Start of Records provided
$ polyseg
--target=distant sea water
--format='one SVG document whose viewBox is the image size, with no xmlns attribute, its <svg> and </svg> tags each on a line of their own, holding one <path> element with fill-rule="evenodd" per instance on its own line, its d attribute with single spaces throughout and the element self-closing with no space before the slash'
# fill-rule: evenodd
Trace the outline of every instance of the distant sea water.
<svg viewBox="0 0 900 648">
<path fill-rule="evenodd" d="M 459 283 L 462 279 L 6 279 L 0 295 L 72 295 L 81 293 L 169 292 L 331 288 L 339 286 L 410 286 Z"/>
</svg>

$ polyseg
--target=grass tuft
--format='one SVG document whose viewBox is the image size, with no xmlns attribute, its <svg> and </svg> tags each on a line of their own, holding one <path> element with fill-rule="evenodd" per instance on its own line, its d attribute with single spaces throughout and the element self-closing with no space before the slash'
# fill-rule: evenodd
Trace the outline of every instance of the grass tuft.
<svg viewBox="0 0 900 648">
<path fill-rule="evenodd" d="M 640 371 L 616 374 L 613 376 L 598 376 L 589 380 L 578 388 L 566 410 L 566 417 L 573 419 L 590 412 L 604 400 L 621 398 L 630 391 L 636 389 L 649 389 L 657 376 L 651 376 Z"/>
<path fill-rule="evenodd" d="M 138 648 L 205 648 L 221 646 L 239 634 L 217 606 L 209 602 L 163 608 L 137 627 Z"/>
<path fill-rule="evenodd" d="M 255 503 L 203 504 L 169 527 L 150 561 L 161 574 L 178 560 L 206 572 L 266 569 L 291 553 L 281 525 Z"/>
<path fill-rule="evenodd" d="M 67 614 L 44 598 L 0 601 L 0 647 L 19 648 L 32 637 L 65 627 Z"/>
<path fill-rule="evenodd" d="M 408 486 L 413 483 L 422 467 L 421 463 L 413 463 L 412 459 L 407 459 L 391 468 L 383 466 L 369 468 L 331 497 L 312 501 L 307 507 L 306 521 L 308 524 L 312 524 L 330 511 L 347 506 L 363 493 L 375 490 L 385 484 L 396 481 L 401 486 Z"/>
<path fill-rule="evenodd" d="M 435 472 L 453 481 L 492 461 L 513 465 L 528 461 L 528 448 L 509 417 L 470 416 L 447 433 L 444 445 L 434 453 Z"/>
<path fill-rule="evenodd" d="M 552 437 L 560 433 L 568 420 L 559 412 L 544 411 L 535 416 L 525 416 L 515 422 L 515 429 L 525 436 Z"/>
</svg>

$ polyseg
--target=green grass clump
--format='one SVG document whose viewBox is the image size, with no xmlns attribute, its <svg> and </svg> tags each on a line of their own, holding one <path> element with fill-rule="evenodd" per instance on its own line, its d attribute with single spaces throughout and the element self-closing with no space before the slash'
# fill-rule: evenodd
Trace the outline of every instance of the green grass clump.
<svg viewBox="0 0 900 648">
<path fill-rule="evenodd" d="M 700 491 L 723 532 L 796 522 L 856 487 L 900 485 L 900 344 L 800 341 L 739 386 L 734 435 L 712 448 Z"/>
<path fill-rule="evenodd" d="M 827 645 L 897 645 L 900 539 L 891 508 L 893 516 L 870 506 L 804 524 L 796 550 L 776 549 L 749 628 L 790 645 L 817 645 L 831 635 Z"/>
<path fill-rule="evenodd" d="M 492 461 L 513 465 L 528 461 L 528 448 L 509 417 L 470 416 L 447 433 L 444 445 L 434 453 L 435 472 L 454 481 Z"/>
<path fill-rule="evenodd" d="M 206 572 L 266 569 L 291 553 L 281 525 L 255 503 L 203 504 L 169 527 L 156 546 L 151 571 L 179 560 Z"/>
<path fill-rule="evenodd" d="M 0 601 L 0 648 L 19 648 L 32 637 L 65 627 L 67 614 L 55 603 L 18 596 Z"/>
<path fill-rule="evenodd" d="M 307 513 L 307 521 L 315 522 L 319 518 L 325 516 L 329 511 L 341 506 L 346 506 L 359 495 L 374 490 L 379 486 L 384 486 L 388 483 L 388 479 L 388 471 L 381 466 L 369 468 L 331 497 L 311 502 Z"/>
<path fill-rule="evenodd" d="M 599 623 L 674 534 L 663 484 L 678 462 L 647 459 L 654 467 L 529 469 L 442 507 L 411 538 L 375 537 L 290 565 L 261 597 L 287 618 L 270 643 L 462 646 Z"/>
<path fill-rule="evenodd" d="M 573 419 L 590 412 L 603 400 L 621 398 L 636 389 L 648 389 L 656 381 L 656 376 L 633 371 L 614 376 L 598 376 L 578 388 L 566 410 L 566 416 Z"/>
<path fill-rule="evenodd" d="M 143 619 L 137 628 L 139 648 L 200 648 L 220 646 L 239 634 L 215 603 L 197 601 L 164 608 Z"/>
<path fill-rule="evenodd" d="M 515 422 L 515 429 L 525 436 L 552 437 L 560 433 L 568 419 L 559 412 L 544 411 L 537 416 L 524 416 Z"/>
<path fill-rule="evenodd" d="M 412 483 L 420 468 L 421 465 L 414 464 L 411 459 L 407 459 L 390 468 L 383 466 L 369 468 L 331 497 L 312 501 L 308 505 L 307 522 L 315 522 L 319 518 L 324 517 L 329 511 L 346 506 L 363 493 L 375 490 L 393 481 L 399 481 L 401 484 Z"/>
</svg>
End of Records provided
> Task to carry out: Restate all of the entries above precisely.

> Task response:
$ polyseg
--target=distant sea water
--format='one SVG document whose viewBox is the image size, with no xmlns attribute, its <svg> and </svg> tags each on a line of their own, holding one <path> element with fill-rule="evenodd" per instance on its own line, its d attribute with single spaces throughout and the element self-closing with no space before the slash'
# fill-rule: evenodd
Trace the outline of every instance of the distant sea water.
<svg viewBox="0 0 900 648">
<path fill-rule="evenodd" d="M 459 283 L 462 279 L 6 279 L 0 295 L 72 295 L 81 293 L 169 292 L 331 288 L 339 286 L 410 286 Z"/>
</svg>

$ polyseg
--target=grass tuft
--format='one SVG document whose viewBox is the image size, with no xmlns attribute, its <svg> and </svg> tags each on a line of their own, holding one <path> element with fill-rule="evenodd" per instance on its own line, its d attribute with single spaces throughout and the element self-closing with no space before the slash'
# fill-rule: evenodd
Trace the outline of every instance of the grass tuft.
<svg viewBox="0 0 900 648">
<path fill-rule="evenodd" d="M 640 371 L 616 374 L 613 376 L 598 376 L 589 380 L 578 388 L 566 410 L 566 417 L 573 419 L 590 412 L 604 400 L 621 398 L 630 391 L 636 389 L 649 389 L 657 376 L 651 376 Z"/>
<path fill-rule="evenodd" d="M 138 648 L 205 648 L 221 646 L 239 634 L 217 606 L 209 602 L 163 608 L 137 627 Z"/>
<path fill-rule="evenodd" d="M 255 503 L 203 504 L 169 527 L 150 561 L 161 574 L 178 560 L 206 572 L 266 569 L 291 553 L 281 525 Z"/>
<path fill-rule="evenodd" d="M 67 614 L 44 598 L 0 601 L 0 647 L 19 648 L 32 637 L 65 627 Z"/>
<path fill-rule="evenodd" d="M 408 486 L 413 483 L 422 467 L 421 463 L 413 463 L 412 459 L 407 459 L 391 468 L 383 466 L 369 468 L 331 497 L 312 501 L 307 507 L 306 521 L 308 524 L 312 524 L 330 511 L 347 506 L 363 493 L 375 490 L 385 484 L 396 481 L 401 486 Z"/>
<path fill-rule="evenodd" d="M 435 472 L 453 481 L 492 461 L 513 465 L 528 461 L 528 448 L 509 417 L 470 416 L 447 433 L 444 445 L 434 453 Z"/>
<path fill-rule="evenodd" d="M 552 437 L 560 433 L 568 420 L 559 412 L 544 411 L 535 416 L 525 416 L 515 422 L 515 429 L 525 436 Z"/>
</svg>

$ polyseg
--target=green grass clump
--format='one SVG document whose viewBox is the image size, with no xmlns attribute, its <svg> and </svg> tags each on a line of their own, holding one <path> element with fill-rule="evenodd" per instance on its own line, its d attribute with single spaces throughout and the element self-closing with no space before the slash'
# fill-rule: evenodd
Trace the outline of every instance of the green grass clump.
<svg viewBox="0 0 900 648">
<path fill-rule="evenodd" d="M 700 491 L 723 532 L 796 522 L 856 487 L 900 485 L 900 344 L 800 341 L 739 386 L 734 435 L 712 448 Z"/>
<path fill-rule="evenodd" d="M 827 645 L 897 645 L 900 539 L 891 508 L 893 516 L 870 506 L 804 524 L 796 550 L 776 549 L 749 628 L 790 645 L 817 645 L 831 635 Z"/>
<path fill-rule="evenodd" d="M 492 461 L 513 465 L 528 461 L 528 448 L 509 417 L 470 416 L 447 433 L 444 445 L 434 453 L 435 472 L 454 481 Z"/>
<path fill-rule="evenodd" d="M 206 572 L 266 569 L 291 553 L 281 525 L 255 503 L 203 504 L 169 527 L 156 546 L 151 571 L 179 560 Z"/>
<path fill-rule="evenodd" d="M 0 601 L 0 648 L 19 648 L 32 637 L 65 627 L 67 614 L 55 603 L 18 596 Z"/>
<path fill-rule="evenodd" d="M 307 513 L 307 521 L 315 522 L 319 518 L 325 516 L 329 511 L 341 506 L 346 506 L 359 495 L 374 490 L 379 486 L 384 486 L 388 483 L 388 479 L 388 471 L 381 466 L 369 468 L 331 497 L 311 502 Z"/>
<path fill-rule="evenodd" d="M 599 623 L 674 534 L 663 484 L 678 462 L 647 459 L 654 467 L 529 469 L 442 507 L 411 538 L 375 537 L 290 565 L 261 597 L 287 618 L 270 643 L 462 646 Z"/>
<path fill-rule="evenodd" d="M 573 419 L 590 412 L 603 400 L 621 398 L 636 389 L 648 389 L 656 381 L 656 376 L 633 371 L 614 376 L 598 376 L 578 388 L 566 410 L 566 416 Z"/>
<path fill-rule="evenodd" d="M 143 619 L 137 628 L 139 648 L 200 648 L 220 646 L 239 634 L 215 603 L 197 601 L 164 608 Z"/>
<path fill-rule="evenodd" d="M 515 422 L 515 429 L 525 436 L 552 437 L 560 433 L 568 419 L 559 412 L 544 411 L 537 416 L 524 416 Z"/>
<path fill-rule="evenodd" d="M 412 483 L 420 468 L 421 465 L 414 464 L 411 459 L 407 459 L 390 468 L 383 466 L 369 468 L 331 497 L 312 501 L 308 505 L 307 522 L 315 522 L 319 518 L 324 517 L 329 511 L 346 506 L 363 493 L 375 490 L 393 481 L 399 481 L 401 484 Z"/>
</svg>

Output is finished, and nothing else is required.